#### SET TASK
Reproduce the lines from the one containing "[tag] wicker basket (a dot for each instance)" through the end, changing every "wicker basket" to "woven basket" and leaving everything else as it is.

§

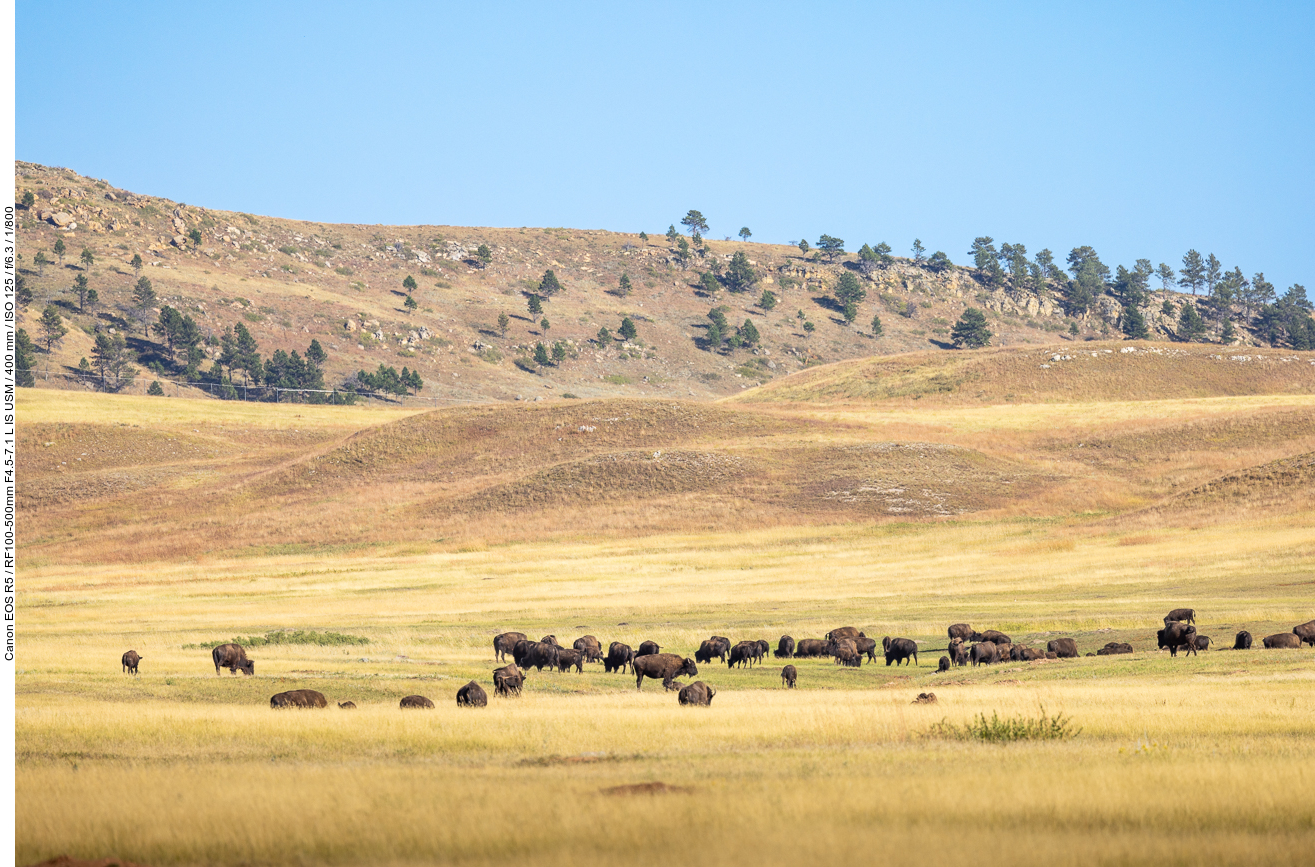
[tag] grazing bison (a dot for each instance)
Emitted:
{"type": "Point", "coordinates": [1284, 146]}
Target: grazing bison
{"type": "Point", "coordinates": [589, 646]}
{"type": "Point", "coordinates": [960, 630]}
{"type": "Point", "coordinates": [505, 644]}
{"type": "Point", "coordinates": [1284, 640]}
{"type": "Point", "coordinates": [618, 657]}
{"type": "Point", "coordinates": [984, 653]}
{"type": "Point", "coordinates": [867, 647]}
{"type": "Point", "coordinates": [812, 647]}
{"type": "Point", "coordinates": [232, 657]}
{"type": "Point", "coordinates": [900, 650]}
{"type": "Point", "coordinates": [1180, 615]}
{"type": "Point", "coordinates": [508, 680]}
{"type": "Point", "coordinates": [697, 695]}
{"type": "Point", "coordinates": [416, 701]}
{"type": "Point", "coordinates": [1177, 637]}
{"type": "Point", "coordinates": [299, 699]}
{"type": "Point", "coordinates": [1063, 647]}
{"type": "Point", "coordinates": [844, 632]}
{"type": "Point", "coordinates": [472, 696]}
{"type": "Point", "coordinates": [567, 658]}
{"type": "Point", "coordinates": [662, 666]}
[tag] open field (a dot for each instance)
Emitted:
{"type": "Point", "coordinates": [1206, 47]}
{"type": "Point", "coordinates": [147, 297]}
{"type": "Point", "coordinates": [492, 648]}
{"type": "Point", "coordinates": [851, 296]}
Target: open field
{"type": "Point", "coordinates": [172, 525]}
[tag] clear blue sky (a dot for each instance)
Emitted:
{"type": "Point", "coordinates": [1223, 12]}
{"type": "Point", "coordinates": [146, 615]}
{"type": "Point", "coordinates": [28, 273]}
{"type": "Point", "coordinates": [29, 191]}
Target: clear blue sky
{"type": "Point", "coordinates": [1140, 129]}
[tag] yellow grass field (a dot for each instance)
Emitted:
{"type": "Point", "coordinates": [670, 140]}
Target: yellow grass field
{"type": "Point", "coordinates": [1086, 521]}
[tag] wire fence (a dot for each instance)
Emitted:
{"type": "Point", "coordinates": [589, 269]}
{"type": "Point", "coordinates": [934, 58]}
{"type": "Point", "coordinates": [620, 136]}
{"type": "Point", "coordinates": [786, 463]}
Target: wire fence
{"type": "Point", "coordinates": [236, 391]}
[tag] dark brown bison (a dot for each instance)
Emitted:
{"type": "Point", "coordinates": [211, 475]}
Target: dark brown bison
{"type": "Point", "coordinates": [232, 657]}
{"type": "Point", "coordinates": [812, 647]}
{"type": "Point", "coordinates": [697, 695]}
{"type": "Point", "coordinates": [1063, 647]}
{"type": "Point", "coordinates": [664, 667]}
{"type": "Point", "coordinates": [567, 658]}
{"type": "Point", "coordinates": [472, 696]}
{"type": "Point", "coordinates": [867, 647]}
{"type": "Point", "coordinates": [508, 680]}
{"type": "Point", "coordinates": [589, 646]}
{"type": "Point", "coordinates": [844, 632]}
{"type": "Point", "coordinates": [984, 653]}
{"type": "Point", "coordinates": [504, 644]}
{"type": "Point", "coordinates": [898, 650]}
{"type": "Point", "coordinates": [416, 701]}
{"type": "Point", "coordinates": [299, 699]}
{"type": "Point", "coordinates": [618, 657]}
{"type": "Point", "coordinates": [1176, 637]}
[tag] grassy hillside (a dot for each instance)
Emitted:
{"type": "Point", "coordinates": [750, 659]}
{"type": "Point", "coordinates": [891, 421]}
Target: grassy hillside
{"type": "Point", "coordinates": [291, 282]}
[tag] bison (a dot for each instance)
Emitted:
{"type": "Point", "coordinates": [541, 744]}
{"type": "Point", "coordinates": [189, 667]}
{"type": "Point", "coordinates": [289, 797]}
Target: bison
{"type": "Point", "coordinates": [1284, 640]}
{"type": "Point", "coordinates": [664, 666]}
{"type": "Point", "coordinates": [299, 699]}
{"type": "Point", "coordinates": [618, 657]}
{"type": "Point", "coordinates": [1063, 647]}
{"type": "Point", "coordinates": [900, 650]}
{"type": "Point", "coordinates": [505, 644]}
{"type": "Point", "coordinates": [984, 653]}
{"type": "Point", "coordinates": [697, 695]}
{"type": "Point", "coordinates": [232, 657]}
{"type": "Point", "coordinates": [508, 680]}
{"type": "Point", "coordinates": [589, 647]}
{"type": "Point", "coordinates": [960, 630]}
{"type": "Point", "coordinates": [416, 701]}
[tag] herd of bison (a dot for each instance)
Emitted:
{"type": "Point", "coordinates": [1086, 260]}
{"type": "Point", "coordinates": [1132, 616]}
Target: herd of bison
{"type": "Point", "coordinates": [847, 646]}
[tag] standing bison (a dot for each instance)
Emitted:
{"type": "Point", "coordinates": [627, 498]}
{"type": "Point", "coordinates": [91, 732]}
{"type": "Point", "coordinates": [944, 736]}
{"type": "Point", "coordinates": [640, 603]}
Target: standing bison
{"type": "Point", "coordinates": [1063, 647]}
{"type": "Point", "coordinates": [900, 650]}
{"type": "Point", "coordinates": [697, 695]}
{"type": "Point", "coordinates": [664, 666]}
{"type": "Point", "coordinates": [618, 657]}
{"type": "Point", "coordinates": [472, 696]}
{"type": "Point", "coordinates": [232, 657]}
{"type": "Point", "coordinates": [1282, 640]}
{"type": "Point", "coordinates": [505, 644]}
{"type": "Point", "coordinates": [299, 699]}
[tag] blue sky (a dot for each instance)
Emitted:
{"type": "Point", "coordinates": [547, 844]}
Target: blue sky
{"type": "Point", "coordinates": [1140, 129]}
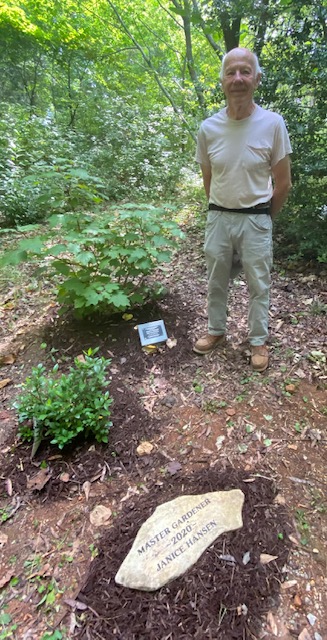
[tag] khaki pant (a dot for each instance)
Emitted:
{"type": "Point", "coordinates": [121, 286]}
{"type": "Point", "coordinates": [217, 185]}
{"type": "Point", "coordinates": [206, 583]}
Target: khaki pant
{"type": "Point", "coordinates": [250, 236]}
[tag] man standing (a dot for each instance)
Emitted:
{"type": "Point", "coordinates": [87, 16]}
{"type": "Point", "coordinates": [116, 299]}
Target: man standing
{"type": "Point", "coordinates": [243, 152]}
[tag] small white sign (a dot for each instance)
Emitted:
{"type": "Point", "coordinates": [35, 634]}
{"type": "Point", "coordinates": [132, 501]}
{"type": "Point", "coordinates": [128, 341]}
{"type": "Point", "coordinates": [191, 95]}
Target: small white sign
{"type": "Point", "coordinates": [152, 332]}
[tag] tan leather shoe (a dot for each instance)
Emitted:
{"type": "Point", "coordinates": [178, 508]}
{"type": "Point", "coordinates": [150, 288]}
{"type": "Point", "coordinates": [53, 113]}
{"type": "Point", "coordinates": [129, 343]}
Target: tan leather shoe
{"type": "Point", "coordinates": [259, 358]}
{"type": "Point", "coordinates": [208, 343]}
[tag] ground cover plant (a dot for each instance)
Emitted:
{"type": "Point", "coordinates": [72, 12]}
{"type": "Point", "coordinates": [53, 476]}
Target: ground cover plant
{"type": "Point", "coordinates": [190, 416]}
{"type": "Point", "coordinates": [103, 260]}
{"type": "Point", "coordinates": [61, 407]}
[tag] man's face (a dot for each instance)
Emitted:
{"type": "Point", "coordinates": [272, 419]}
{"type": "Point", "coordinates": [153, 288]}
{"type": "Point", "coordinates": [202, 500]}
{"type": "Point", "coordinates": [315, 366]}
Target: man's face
{"type": "Point", "coordinates": [239, 77]}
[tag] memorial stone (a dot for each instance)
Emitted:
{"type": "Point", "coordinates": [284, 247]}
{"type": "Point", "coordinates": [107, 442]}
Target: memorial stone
{"type": "Point", "coordinates": [176, 535]}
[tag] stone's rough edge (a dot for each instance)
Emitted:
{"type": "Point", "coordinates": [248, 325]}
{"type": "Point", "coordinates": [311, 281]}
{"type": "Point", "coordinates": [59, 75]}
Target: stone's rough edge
{"type": "Point", "coordinates": [170, 508]}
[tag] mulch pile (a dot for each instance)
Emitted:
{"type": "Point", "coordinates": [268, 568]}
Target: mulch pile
{"type": "Point", "coordinates": [217, 598]}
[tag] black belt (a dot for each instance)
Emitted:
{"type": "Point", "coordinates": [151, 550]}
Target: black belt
{"type": "Point", "coordinates": [263, 207]}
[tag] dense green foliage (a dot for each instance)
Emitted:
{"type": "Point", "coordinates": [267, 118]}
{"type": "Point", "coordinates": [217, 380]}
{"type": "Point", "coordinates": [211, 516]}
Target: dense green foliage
{"type": "Point", "coordinates": [61, 408]}
{"type": "Point", "coordinates": [103, 100]}
{"type": "Point", "coordinates": [101, 261]}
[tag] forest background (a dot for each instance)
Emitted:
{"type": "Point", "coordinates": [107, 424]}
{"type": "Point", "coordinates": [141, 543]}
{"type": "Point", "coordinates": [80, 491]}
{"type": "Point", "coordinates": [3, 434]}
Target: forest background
{"type": "Point", "coordinates": [101, 101]}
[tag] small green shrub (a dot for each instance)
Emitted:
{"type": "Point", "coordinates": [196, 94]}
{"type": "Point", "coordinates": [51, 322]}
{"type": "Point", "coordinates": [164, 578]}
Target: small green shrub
{"type": "Point", "coordinates": [102, 261]}
{"type": "Point", "coordinates": [60, 408]}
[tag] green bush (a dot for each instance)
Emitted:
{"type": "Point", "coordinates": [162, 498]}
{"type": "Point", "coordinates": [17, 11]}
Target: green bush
{"type": "Point", "coordinates": [103, 261]}
{"type": "Point", "coordinates": [61, 408]}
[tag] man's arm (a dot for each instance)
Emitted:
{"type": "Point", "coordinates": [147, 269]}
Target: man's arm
{"type": "Point", "coordinates": [206, 176]}
{"type": "Point", "coordinates": [281, 173]}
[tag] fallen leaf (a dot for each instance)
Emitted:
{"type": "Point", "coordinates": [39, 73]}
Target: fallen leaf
{"type": "Point", "coordinates": [75, 604]}
{"type": "Point", "coordinates": [100, 515]}
{"type": "Point", "coordinates": [6, 578]}
{"type": "Point", "coordinates": [144, 449]}
{"type": "Point", "coordinates": [3, 383]}
{"type": "Point", "coordinates": [8, 359]}
{"type": "Point", "coordinates": [279, 499]}
{"type": "Point", "coordinates": [288, 584]}
{"type": "Point", "coordinates": [3, 539]}
{"type": "Point", "coordinates": [149, 404]}
{"type": "Point", "coordinates": [173, 467]}
{"type": "Point", "coordinates": [219, 442]}
{"type": "Point", "coordinates": [279, 324]}
{"type": "Point", "coordinates": [272, 623]}
{"type": "Point", "coordinates": [80, 358]}
{"type": "Point", "coordinates": [297, 601]}
{"type": "Point", "coordinates": [9, 487]}
{"type": "Point", "coordinates": [300, 373]}
{"type": "Point", "coordinates": [265, 558]}
{"type": "Point", "coordinates": [37, 482]}
{"type": "Point", "coordinates": [86, 488]}
{"type": "Point", "coordinates": [311, 619]}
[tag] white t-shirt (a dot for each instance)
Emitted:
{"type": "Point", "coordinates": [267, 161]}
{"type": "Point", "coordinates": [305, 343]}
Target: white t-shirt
{"type": "Point", "coordinates": [241, 154]}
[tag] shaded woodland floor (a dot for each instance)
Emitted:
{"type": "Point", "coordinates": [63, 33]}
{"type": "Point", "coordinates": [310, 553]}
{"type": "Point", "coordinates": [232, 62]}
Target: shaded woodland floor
{"type": "Point", "coordinates": [211, 423]}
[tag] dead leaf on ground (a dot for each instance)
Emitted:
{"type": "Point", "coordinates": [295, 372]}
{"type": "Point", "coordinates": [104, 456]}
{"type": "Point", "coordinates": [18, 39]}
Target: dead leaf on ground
{"type": "Point", "coordinates": [265, 558]}
{"type": "Point", "coordinates": [100, 515]}
{"type": "Point", "coordinates": [299, 373]}
{"type": "Point", "coordinates": [37, 482]}
{"type": "Point", "coordinates": [9, 487]}
{"type": "Point", "coordinates": [279, 499]}
{"type": "Point", "coordinates": [272, 623]}
{"type": "Point", "coordinates": [3, 383]}
{"type": "Point", "coordinates": [80, 357]}
{"type": "Point", "coordinates": [86, 488]}
{"type": "Point", "coordinates": [3, 539]}
{"type": "Point", "coordinates": [173, 467]}
{"type": "Point", "coordinates": [144, 449]}
{"type": "Point", "coordinates": [297, 601]}
{"type": "Point", "coordinates": [6, 578]}
{"type": "Point", "coordinates": [10, 358]}
{"type": "Point", "coordinates": [149, 404]}
{"type": "Point", "coordinates": [288, 584]}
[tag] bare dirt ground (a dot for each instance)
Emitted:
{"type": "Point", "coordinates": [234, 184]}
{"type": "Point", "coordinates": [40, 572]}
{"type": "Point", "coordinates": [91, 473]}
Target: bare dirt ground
{"type": "Point", "coordinates": [203, 417]}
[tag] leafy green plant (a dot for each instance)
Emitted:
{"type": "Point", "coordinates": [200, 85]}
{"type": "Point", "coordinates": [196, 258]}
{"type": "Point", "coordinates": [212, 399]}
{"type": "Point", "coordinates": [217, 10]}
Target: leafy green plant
{"type": "Point", "coordinates": [61, 408]}
{"type": "Point", "coordinates": [103, 262]}
{"type": "Point", "coordinates": [6, 628]}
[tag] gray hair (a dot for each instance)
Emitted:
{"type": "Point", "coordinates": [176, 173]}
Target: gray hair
{"type": "Point", "coordinates": [257, 68]}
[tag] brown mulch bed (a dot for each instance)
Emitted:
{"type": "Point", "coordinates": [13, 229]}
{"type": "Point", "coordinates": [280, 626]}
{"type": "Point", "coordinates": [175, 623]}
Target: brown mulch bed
{"type": "Point", "coordinates": [217, 598]}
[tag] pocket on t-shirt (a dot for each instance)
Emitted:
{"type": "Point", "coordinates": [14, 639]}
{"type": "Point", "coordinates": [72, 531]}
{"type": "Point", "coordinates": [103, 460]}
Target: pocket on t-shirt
{"type": "Point", "coordinates": [259, 153]}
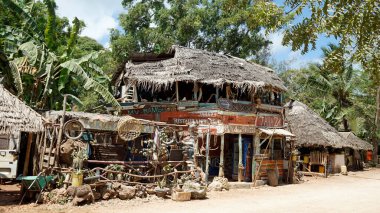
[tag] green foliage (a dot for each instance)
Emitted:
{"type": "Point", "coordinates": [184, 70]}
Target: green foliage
{"type": "Point", "coordinates": [356, 24]}
{"type": "Point", "coordinates": [44, 62]}
{"type": "Point", "coordinates": [227, 26]}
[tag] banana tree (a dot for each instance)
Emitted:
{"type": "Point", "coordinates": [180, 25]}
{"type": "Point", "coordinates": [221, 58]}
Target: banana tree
{"type": "Point", "coordinates": [40, 73]}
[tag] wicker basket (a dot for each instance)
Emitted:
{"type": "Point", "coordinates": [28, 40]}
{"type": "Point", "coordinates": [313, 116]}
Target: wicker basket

§

#### RESPONSE TO THE TASK
[tag] woven basket (a dot for each instance)
Emitted:
{"type": "Point", "coordinates": [28, 40]}
{"type": "Point", "coordinates": [313, 116]}
Target: woven basket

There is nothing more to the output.